::: Available records

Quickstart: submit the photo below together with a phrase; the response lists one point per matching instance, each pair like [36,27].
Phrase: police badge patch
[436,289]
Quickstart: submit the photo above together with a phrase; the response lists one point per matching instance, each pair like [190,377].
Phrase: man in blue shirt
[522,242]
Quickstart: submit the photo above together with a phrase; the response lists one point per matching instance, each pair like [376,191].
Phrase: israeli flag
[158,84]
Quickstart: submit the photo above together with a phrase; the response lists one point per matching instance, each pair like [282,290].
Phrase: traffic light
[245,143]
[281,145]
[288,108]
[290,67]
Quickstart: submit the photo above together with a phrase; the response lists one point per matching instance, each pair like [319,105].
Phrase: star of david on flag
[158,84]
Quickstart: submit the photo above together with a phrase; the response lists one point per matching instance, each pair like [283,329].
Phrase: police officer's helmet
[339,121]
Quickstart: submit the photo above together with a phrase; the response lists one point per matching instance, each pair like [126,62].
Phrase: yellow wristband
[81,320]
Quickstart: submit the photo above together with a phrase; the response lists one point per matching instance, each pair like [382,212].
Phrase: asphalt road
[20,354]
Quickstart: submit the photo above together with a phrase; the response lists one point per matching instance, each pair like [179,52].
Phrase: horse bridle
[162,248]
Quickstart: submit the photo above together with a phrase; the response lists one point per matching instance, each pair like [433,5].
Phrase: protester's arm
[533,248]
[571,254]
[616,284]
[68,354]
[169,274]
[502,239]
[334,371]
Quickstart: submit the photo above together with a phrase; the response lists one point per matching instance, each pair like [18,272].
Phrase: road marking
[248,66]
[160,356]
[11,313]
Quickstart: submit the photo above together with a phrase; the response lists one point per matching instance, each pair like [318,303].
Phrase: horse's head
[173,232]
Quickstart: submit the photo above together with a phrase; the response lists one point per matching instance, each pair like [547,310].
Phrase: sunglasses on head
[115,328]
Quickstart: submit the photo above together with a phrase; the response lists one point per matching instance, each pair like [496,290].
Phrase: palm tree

::::::

### Written exercise
Rewrite every line of the records above as a JSON list of strings, with one string per line and blank lines omitted.

### Output of the exercise
[
  "Quickstart: submit the photo below together with a phrase; the response lists one point per matching instance, each pair like [36,27].",
  "Phrase: police badge patch",
  "[436,289]",
  "Quickstart: submit the photo above together with a phrase; the response lists one point per matching instance, each pair like [190,377].",
  "Phrase: man in blue shirt",
  "[522,242]",
  "Quickstart: submit the photo above together with a phrase; the response lists one point per matching instance, each pair like [376,191].",
  "Phrase: israeli flag",
  "[158,84]",
  "Quickstart: submit the photo above together with a phrase; the response lists one point per matching instance, each pair like [282,290].",
  "Phrase: traffic light",
  "[245,143]",
  "[281,145]",
  "[288,108]",
  "[290,67]",
  "Quickstart: submit the photo above together with a phrase; the response lists one point per matching instance, each pair like [319,105].",
  "Phrase: star of david on flag",
  "[158,84]",
  "Quickstart: submit the photo above together with a phrase; the response lists one point per matching instance, each pair like [283,329].",
  "Phrase: police officer's helmet",
  "[339,121]",
  "Quickstart: submit the photo above together with a phrase; the response lists one point per matching instance, each pair like [126,62].",
  "Phrase: yellow wristband",
  "[81,320]",
  "Quickstart: submit the photo above together with a phrase; the response lists one point per matching instance, each pair like [382,212].",
  "Phrase: asphalt road",
  "[20,354]",
  "Quickstart: submit the photo above together with a phrase; the response lists one point per matching instance, each pair like [179,52].",
  "Phrase: horse bridle",
  "[162,248]",
  "Quickstart: submit the photo above together with a phrase; the response lists one point per matching instance, each pair like [433,5].",
  "Phrase: protester's arm",
  "[533,248]",
  "[571,254]",
  "[616,284]",
  "[68,354]",
  "[169,274]",
  "[502,239]",
  "[334,371]",
  "Quickstart: submit the photo above together with a phrase; the response lists one point per matching instance, each pair like [18,272].",
  "Phrase: road marking",
  "[248,66]",
  "[160,356]",
  "[11,313]",
  "Quickstart: submit the photo above together with a phrase; the response lists one point per matching instance, each pair like [318,303].",
  "Phrase: horse's head",
  "[173,232]",
  "Quickstart: submit the photo above together with a phrase; the response lists one point per matching instance, each pair like [547,310].",
  "Phrase: sunglasses on head",
  "[115,328]",
  "Quickstart: submit the photo above together with a phrase; the response lists one point per matching instance, each pair like [496,290].",
  "Phrase: palm tree"
]